EXERCISE TASK:
In the records below, rewrite the lines starting with the line with "If you could point to the utility" and going on through the line with "(1041, 643)", changing "utility pole" to "telephone pole" and keeping everything else the same.

MATERIAL FOR THIS EXERCISE:
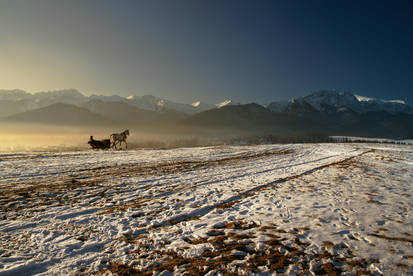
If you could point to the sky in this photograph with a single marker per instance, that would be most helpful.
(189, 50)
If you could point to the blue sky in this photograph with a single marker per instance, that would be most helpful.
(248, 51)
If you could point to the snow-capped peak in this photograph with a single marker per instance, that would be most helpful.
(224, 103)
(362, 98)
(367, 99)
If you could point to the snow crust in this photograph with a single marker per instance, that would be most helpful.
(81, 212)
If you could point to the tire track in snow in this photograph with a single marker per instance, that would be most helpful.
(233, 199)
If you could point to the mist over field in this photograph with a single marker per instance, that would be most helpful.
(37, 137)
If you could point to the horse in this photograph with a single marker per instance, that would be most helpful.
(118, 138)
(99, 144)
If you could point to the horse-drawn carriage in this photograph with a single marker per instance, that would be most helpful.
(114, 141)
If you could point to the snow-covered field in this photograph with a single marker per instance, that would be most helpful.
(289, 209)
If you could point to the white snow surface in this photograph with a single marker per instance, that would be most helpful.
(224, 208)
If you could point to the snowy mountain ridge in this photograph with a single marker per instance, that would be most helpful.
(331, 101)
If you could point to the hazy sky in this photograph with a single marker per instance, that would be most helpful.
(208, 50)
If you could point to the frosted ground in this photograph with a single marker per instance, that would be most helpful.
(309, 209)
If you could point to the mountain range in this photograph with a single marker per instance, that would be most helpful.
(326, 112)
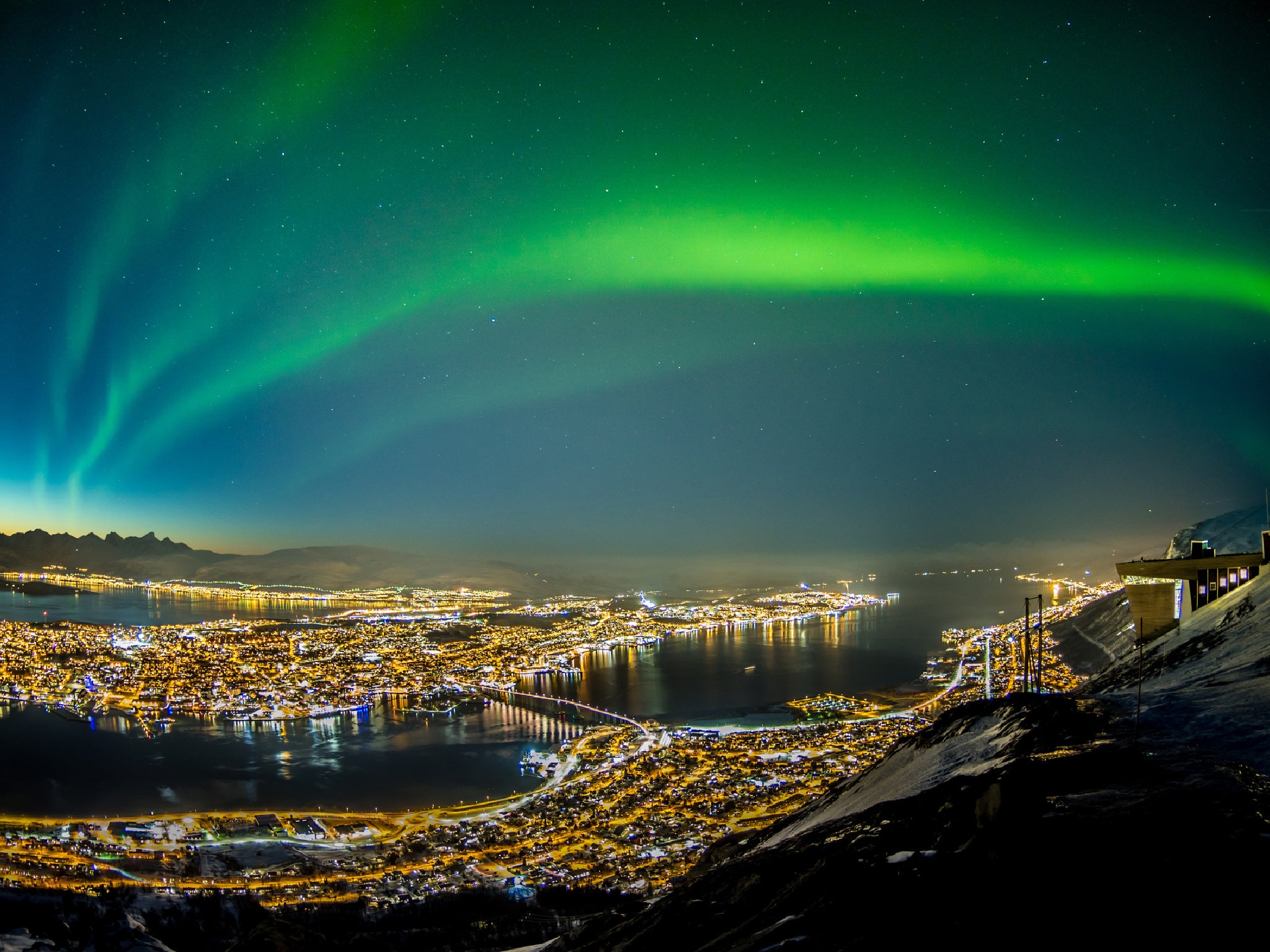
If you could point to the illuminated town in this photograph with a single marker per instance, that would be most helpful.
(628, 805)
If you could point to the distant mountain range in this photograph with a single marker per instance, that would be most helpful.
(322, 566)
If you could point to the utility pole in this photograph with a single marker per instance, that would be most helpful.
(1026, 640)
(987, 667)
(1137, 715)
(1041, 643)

--

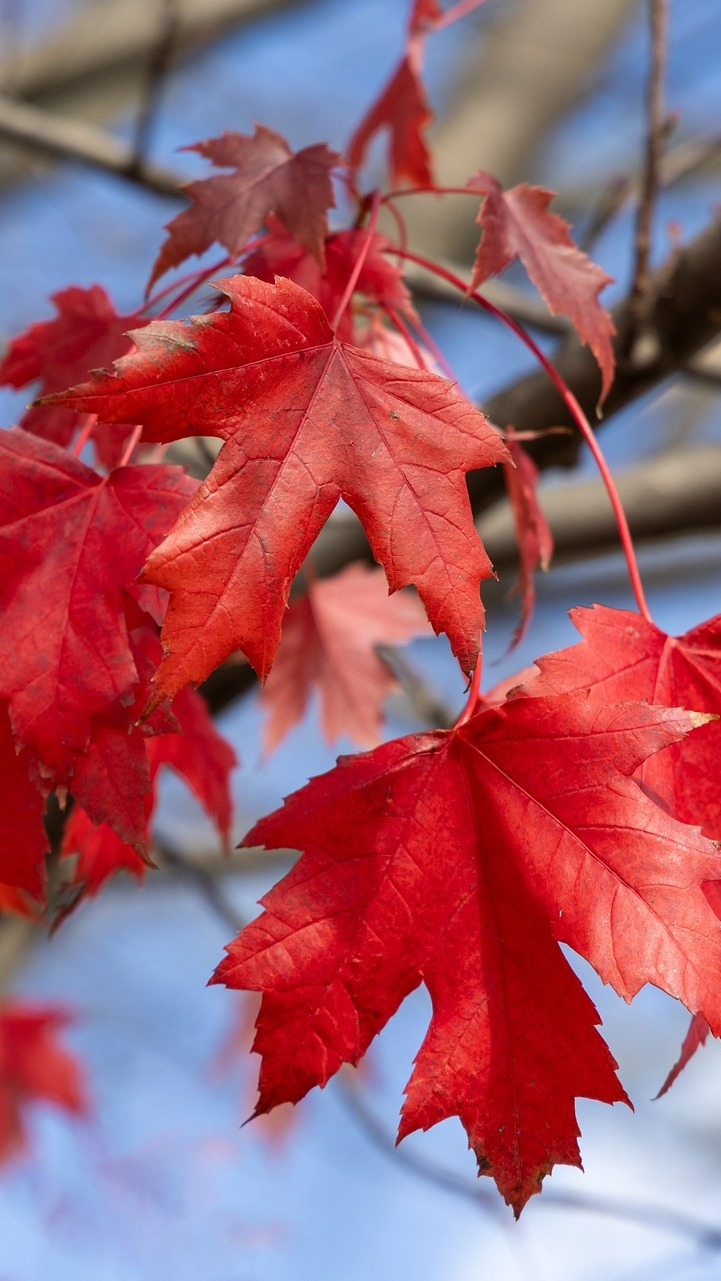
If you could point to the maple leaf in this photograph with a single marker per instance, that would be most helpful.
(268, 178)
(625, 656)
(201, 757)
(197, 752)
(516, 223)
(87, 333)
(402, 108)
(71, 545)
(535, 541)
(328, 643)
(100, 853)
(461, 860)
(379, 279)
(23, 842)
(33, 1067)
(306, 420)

RESULT FOR THIS EXERCISE:
If you could point to the telephone pole in this photograph with a single marker per instance, that would be most helpful.
(1026, 640)
(987, 667)
(1137, 715)
(1041, 643)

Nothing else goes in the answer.